>> Start MATERIALS PROVIDED

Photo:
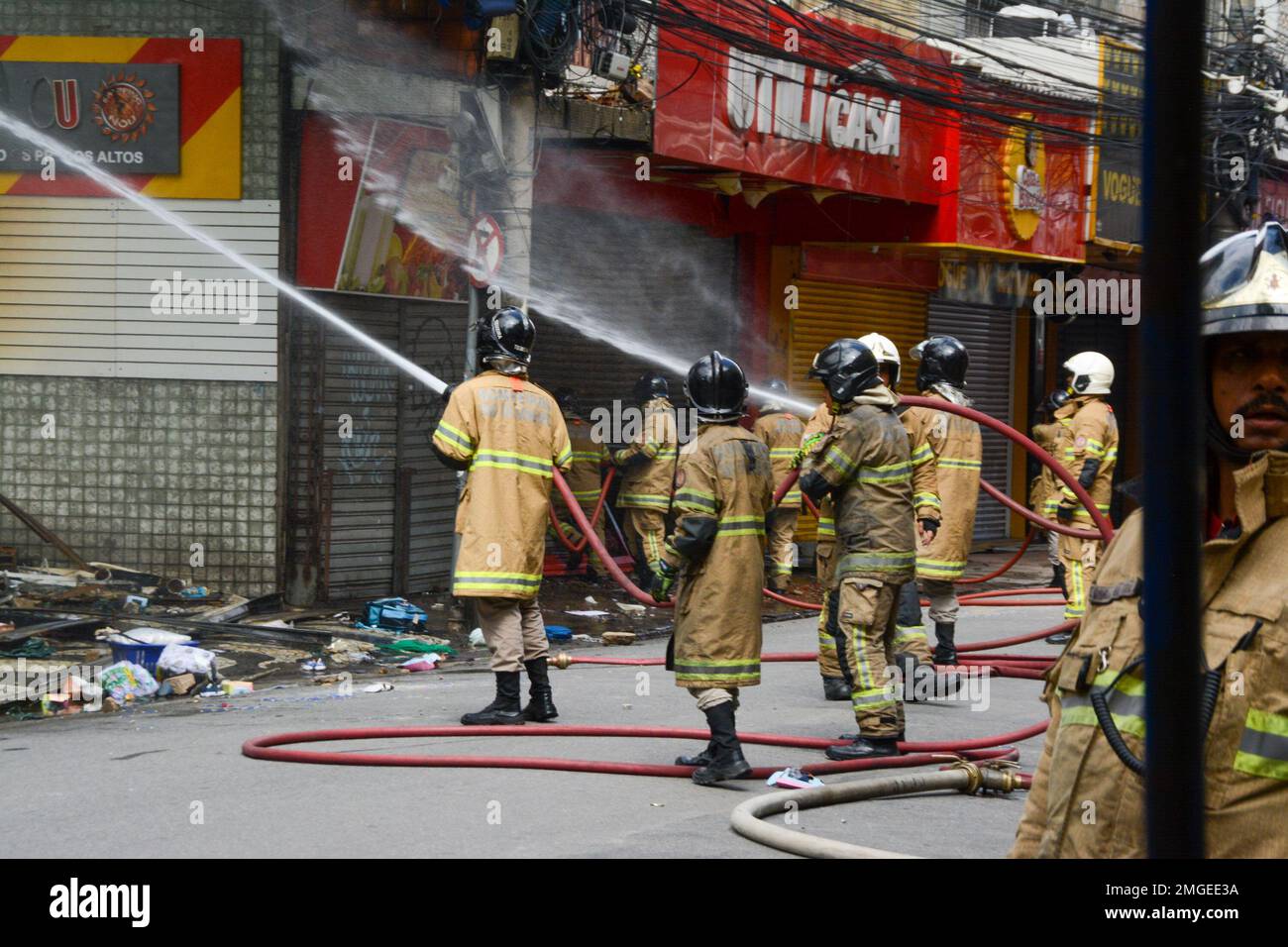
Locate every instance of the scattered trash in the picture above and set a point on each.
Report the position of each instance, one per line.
(415, 646)
(794, 779)
(421, 663)
(127, 681)
(185, 659)
(181, 684)
(395, 615)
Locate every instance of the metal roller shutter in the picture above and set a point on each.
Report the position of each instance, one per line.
(829, 311)
(370, 514)
(643, 283)
(987, 333)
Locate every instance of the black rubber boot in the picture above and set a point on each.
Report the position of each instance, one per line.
(699, 759)
(503, 709)
(542, 705)
(836, 689)
(728, 762)
(864, 748)
(945, 651)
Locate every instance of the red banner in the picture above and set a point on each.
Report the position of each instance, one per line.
(750, 112)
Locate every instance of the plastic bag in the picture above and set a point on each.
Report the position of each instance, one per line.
(127, 681)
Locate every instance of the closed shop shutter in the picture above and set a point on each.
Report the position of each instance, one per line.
(370, 514)
(829, 311)
(987, 333)
(635, 286)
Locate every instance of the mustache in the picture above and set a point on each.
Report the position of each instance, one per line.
(1267, 399)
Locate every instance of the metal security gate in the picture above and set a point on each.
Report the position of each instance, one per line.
(636, 286)
(831, 309)
(987, 331)
(369, 508)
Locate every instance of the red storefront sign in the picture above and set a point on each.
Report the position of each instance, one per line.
(756, 114)
(373, 215)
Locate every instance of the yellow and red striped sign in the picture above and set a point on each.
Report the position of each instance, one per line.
(209, 112)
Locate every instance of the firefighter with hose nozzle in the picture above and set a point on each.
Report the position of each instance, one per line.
(713, 562)
(510, 436)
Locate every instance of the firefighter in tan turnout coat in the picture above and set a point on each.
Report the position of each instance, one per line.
(648, 467)
(724, 488)
(782, 432)
(1243, 595)
(866, 464)
(953, 447)
(509, 434)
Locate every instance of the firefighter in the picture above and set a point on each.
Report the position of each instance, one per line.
(864, 463)
(1244, 587)
(648, 467)
(953, 447)
(509, 434)
(715, 556)
(911, 647)
(782, 432)
(584, 476)
(835, 688)
(1087, 446)
(1046, 432)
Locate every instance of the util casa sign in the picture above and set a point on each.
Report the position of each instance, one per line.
(797, 102)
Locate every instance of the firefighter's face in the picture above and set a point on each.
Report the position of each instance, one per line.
(1249, 380)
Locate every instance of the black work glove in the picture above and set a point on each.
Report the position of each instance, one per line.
(664, 579)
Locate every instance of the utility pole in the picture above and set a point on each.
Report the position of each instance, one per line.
(1175, 471)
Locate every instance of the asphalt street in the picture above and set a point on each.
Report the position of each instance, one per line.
(172, 781)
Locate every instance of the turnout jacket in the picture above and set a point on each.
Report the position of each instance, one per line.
(722, 489)
(1244, 599)
(818, 425)
(1087, 431)
(867, 462)
(648, 463)
(511, 434)
(782, 433)
(584, 476)
(952, 446)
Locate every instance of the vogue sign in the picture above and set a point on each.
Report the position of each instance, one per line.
(805, 105)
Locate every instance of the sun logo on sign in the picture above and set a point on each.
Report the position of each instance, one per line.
(124, 107)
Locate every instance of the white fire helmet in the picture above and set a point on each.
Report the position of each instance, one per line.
(1091, 371)
(885, 352)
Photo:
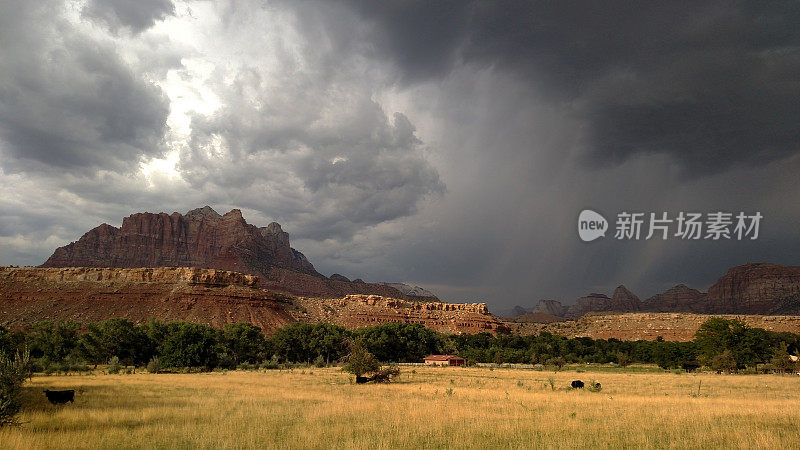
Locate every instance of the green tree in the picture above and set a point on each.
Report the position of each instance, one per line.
(243, 342)
(783, 361)
(724, 362)
(13, 372)
(188, 344)
(360, 361)
(116, 337)
(54, 340)
(400, 342)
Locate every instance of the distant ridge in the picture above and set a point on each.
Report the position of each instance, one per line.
(205, 239)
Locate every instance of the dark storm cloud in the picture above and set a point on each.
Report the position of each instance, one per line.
(67, 100)
(712, 84)
(136, 15)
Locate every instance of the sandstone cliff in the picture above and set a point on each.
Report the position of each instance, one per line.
(680, 298)
(649, 326)
(213, 297)
(756, 289)
(551, 307)
(203, 238)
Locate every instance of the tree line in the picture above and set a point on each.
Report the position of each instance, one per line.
(721, 344)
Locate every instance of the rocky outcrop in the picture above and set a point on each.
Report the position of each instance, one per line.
(680, 298)
(210, 296)
(622, 300)
(552, 307)
(537, 317)
(201, 238)
(625, 300)
(649, 326)
(189, 275)
(205, 239)
(413, 292)
(356, 311)
(756, 289)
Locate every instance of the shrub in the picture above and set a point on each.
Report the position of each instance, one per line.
(556, 363)
(386, 374)
(594, 386)
(113, 365)
(272, 364)
(360, 361)
(246, 366)
(13, 373)
(724, 362)
(154, 366)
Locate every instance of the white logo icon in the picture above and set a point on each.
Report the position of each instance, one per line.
(591, 225)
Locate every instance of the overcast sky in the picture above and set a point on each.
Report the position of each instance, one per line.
(446, 144)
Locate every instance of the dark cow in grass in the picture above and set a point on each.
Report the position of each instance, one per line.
(58, 397)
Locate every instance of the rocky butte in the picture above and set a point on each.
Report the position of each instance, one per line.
(755, 288)
(210, 296)
(203, 238)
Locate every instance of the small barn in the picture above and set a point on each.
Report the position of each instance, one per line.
(445, 360)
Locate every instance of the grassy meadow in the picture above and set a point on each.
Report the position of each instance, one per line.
(425, 408)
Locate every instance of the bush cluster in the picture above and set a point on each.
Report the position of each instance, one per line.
(721, 344)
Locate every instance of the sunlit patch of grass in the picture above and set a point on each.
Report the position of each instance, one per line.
(431, 407)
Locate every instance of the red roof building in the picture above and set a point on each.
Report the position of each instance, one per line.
(445, 360)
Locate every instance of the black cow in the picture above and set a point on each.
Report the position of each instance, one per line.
(58, 397)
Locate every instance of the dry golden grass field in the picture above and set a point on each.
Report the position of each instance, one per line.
(425, 408)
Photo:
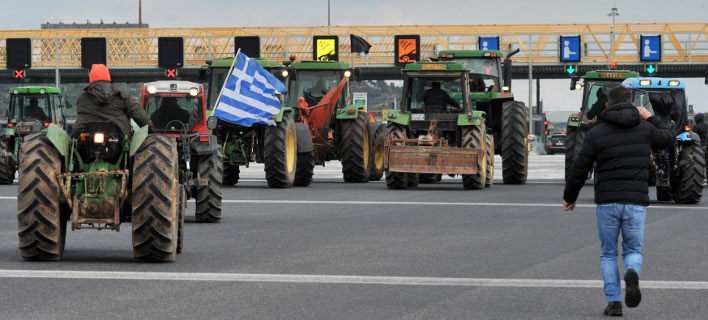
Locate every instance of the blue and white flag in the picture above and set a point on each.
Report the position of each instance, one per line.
(249, 94)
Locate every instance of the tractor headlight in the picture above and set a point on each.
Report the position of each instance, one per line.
(98, 138)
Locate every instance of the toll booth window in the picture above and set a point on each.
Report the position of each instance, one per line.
(29, 106)
(313, 85)
(435, 95)
(171, 110)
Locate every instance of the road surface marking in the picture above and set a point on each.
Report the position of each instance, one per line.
(336, 279)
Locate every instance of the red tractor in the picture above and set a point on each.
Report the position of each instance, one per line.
(178, 109)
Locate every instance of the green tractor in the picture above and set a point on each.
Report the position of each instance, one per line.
(97, 181)
(426, 139)
(300, 139)
(506, 119)
(274, 146)
(596, 85)
(31, 110)
(339, 130)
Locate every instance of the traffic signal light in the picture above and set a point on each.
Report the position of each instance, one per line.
(651, 69)
(545, 126)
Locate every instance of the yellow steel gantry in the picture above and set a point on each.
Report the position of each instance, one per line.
(539, 43)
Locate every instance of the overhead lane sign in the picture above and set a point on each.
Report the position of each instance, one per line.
(569, 49)
(488, 43)
(650, 48)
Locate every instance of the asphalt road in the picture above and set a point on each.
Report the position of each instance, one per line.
(360, 251)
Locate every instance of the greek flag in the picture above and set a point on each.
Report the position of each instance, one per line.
(249, 94)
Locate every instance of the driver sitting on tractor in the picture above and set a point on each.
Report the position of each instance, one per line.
(437, 97)
(103, 101)
(169, 111)
(33, 110)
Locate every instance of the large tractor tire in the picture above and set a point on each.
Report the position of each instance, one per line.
(41, 222)
(688, 186)
(515, 155)
(305, 168)
(377, 149)
(231, 175)
(181, 208)
(489, 181)
(7, 168)
(429, 178)
(208, 197)
(155, 205)
(281, 153)
(354, 148)
(474, 137)
(396, 180)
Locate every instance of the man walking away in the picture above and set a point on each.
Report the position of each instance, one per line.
(621, 146)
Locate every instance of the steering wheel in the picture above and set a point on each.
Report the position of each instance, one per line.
(172, 125)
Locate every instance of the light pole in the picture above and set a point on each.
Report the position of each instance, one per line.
(613, 13)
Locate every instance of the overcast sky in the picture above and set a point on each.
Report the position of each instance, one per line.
(223, 13)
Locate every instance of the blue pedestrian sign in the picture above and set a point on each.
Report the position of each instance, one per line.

>> End MATERIALS PROVIDED

▸ **EXERCISE AIM**:
Rename "tractor" to "vehicle" in the records from the line with "Locate every instance of the traffic" up to and including the last line of the records. Give those lines again with nothing else changed.

▸ **RESULT OF THE TASK**:
Locate every instance of the traffic signal light in the picture above and set a point on each.
Report the position of each instance, one per line.
(651, 69)
(545, 126)
Locate every instance of the yellow steel gantry in the picture above and set a point on each.
Report the position of each instance, one per line.
(539, 43)
Locate every instance of the overhead lane sign in the picture above and set a point on each.
Report the position of each instance, one per line.
(569, 49)
(488, 43)
(650, 48)
Locate every instance of the asphalt road in the picture above and set a point on each.
Report the position of each instance, one per line.
(360, 251)
Locate every instance of the greek flag in the picture above and set a point on each.
Report the position of each instance, one per line.
(249, 94)
Locate every instance of the driver sitting on vehicle in the picture above and set a point on each.
Report the position of each instance, one per line.
(437, 97)
(103, 101)
(169, 111)
(33, 110)
Locate every instance of the large vehicle tire in the picture above and set a point on each.
Report the position of each instance, one per line.
(41, 222)
(688, 186)
(515, 155)
(305, 168)
(377, 149)
(231, 175)
(181, 208)
(489, 181)
(7, 168)
(429, 178)
(208, 197)
(155, 205)
(281, 153)
(354, 148)
(474, 137)
(396, 180)
Locate every instance of the man walking away in the picture above and set a point on each.
Report the position of each instance, one per line.
(621, 146)
Locate every instance of the steering wheel in the picture above and set a point on each.
Report the position of each instance, one per line.
(172, 125)
Locate every instance of the light pole in the picture above and set a point on each.
Report the position of each instance, one per line.
(613, 13)
Locate every instance of the overcast sky in the picture above and set a point on each.
Report the position of each instance, one per line.
(223, 13)
Locate every instance of the blue pedestrian sign in the picture above and set a point on each.
Report the position of each instance, one per line.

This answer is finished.